+++ ИСХОДНЫЙ ТЕКСТ

Еще до Екатерины русские писатели пеклись о языке. Одним из тех, кто создавал русскую филологию, был маститый, нервный и резкий по характеру, хотя постоянно унижаемый Василий Кириллович Тредиаковский. В условиях приема его на работу в штат академии, после того как он побыл придворным поэтом при императрице Анне Иоанновне, в одном из пунктов было приказано: «Вычищать язык русский, пишучи, как стихами, так и не стихами». Его упорная работа на этом поприще привела к тому, что в 1735 году при Академии наук учреждалось «Русское собрание любителей русского слова». Тредиаковский произнес речь «О чистоте русского слога» и призвал академиков заняться созданием «грамматики доброй и исправной», «дикционария полного и довольного» и учить сложению стихов. Однако состав ученых был таков, что ничего этого они создать не могли. Лишь сам Тредиаковский составил «Новый и краткий способ к сложению стихов российских» и эта книжечка явила начало новой эпохи в истории русского стихотворства. Над самим же Тредиаковским высокомерно издевались вельможи и придворные приживалы. Они не понимали еще высоты слов «поэт» и «ученый». Лишь при Елизавете он получил звание академика, но умер в нищете и бедствиях.

Высшее общество России говорило по-немецки. Студенты, чиновники, военные, провинциальные помещики, горожане говорили по-русски коряво, путано, не умея выражать мысль четко и понятно, – но говорили. Бумаги писались длинные, уму обывателя недоступные, стиль и слог их был ужасен. В церкви молитвы и чтения Евангелия шли на церковнославянском. Народ же простой – крестьяне, купцы говорили сочным, ясным, но не книжным языком.

Великим борцом за русский язык стал Михайло Васильевич Ломоносов. Пожалуй, никто из его современников не обладал таким разнообразным и глубоким знанием русского народного и книжного языка. Он вышел с Севера, где сохранилось северорусское (новгородское) наречие, потом жил в Москве, в гуще московских говоров, в Киеве постигал малоросский язык, изучал древнерусский и прилежно всегда читал церковные книги.

Ему и пришлось быть первым русским литератором, первым законодателем русского литературного слога и языка. Конечно, и Ломоносов вначале подражал иностранным авторам, шел за старыми образцами и создал учение «о трех штилях» (высокий, средний, низкий). В этом русле он следовал своему учению. Но потом гений создал два выдающихся произведения – «Российскую грамматику» и «Рассуждения о пользе книг церковных в российском языке». Он показал здесь себя великим ученым, постигавшим законы родного языка. Понимания поэзии, ее законов тогда в обществе не было. Кто умеет складно сказать, тот и пиит. При Дворе, в высшем обществе поэзию хотели держать всегда «при ноге», она была нужна для описания именитых балов, иллюминаций, дней рождения. Трескучие оды хорошо оплачивались, но и поэты считались настоящими придворными чиновниками, с ними особенно не церемонились, давали приказания о написании оды и дело с концом.

Ломоносов пытался вознести звание поэта на большую высоту, а понятие о литературе сделать уважаемым.

++++++
+++ ИСХОДНЫЕ МАТЕРИАЛЫ

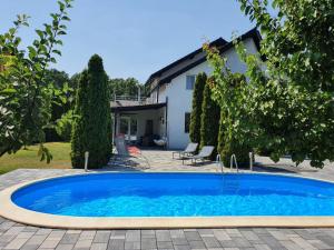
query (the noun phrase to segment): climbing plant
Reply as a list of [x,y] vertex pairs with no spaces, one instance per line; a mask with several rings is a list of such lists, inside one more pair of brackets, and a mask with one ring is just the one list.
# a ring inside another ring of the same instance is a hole
[[89,168],[100,168],[109,161],[110,94],[102,59],[97,54],[90,58],[79,81],[71,144],[73,168],[84,168],[86,151],[89,152]]
[[217,152],[220,110],[216,101],[212,98],[209,81],[210,79],[207,80],[203,91],[200,114],[200,148],[204,146],[214,146],[215,150],[212,154],[212,159],[214,160]]

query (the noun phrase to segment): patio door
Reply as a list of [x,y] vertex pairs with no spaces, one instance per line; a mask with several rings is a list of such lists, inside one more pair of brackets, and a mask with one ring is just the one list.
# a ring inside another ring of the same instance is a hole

++++++

ЗАДАНИЕ –
Продолжите текст о том, как складывался русский литературный язык, начав сразу после его последнего предложения.

ОТВЕТ –
«Грамматика» его продемонстрировала, что он глубоко знает состав и свойства родного языка. Если тогда некоторые люди считали церковнославянский язык архаичным, консервативным, тормозом в развитии русского языка, то Ломоносов сделал замечательное открытие: церковнославянский обогащает русский литературный язык, он есть противовес нахлынувшей стихии иностранных слов, которые столь способствовали засорению и порче русского литературного языка того времени. В своем знаменитом «Рассуждении о пользе книг церковных в российском языке» он делает важнейший вывод:

«Всем любителям отечественного слова беспрестанно объявляю и советую изверясь собственным своим искусством... дабы с прилежанием читали все церковные книги, от чего к общей и собственной пользе воспоследует:

1) По важности освященного листа церкви Божией для древности чувствуем в себе к славянскому некоторое особливое почитание, чем великолепные сочинитель мысли сугубо возвысит.

2) Будет всяк уметь разбирать высокие слова от полдлых  и употреблять их в приличных местах по достоинству предлагаемой материи, наблюдая равность слога.

3) Таким старательным и осторожным употреблением сродного нам коренного славянского языка, купно с российским, отвратятся дикие иностранные слова, нелепости, входящие нам из чужих языков, заимствовавши красоту из греческого, и то еще через латинский.

Оные неприятности ныне небрежением чтения книг церковных вкрадываются к нам нечувствительно, искажают собственную красоту нашего языка... и к упадку преклоняют. Сие все показанным способом пересечется и российский язык в силе, красоте и богатстве, переменам и упадку не подвержен, утвердится коль долго церковь российская славославием Божиим на славянском языке украшаться не будет».

Эти столь великие и значительные слова важны всегда и для всяких преобразователей, которые из церкви церковно-славянский язык пытаются вытеснить.

В книжную же речь Ломоносов предложил допустить и «простой российский язык» (т. е. язык разговорный, язык народный).

Михаил Васильевич в своей «Грамматике» сказал возвышенное слово о русском языке, что на многие годы стало блестящим памятным знаком в похвальных речах о языке России:

«Сильное красноречие Цицероново, великолепная Вергилиева важность, Овидиево приятное витийство не теряют своего достоинства на российском языке. Тончайшие философские воображения и рассуждения, многоразличные естественные свойства и перемены, бывающие в сем видимом строении мира и человеческих обращениях, имеют у нас пристойныя и вещь выражающия речи».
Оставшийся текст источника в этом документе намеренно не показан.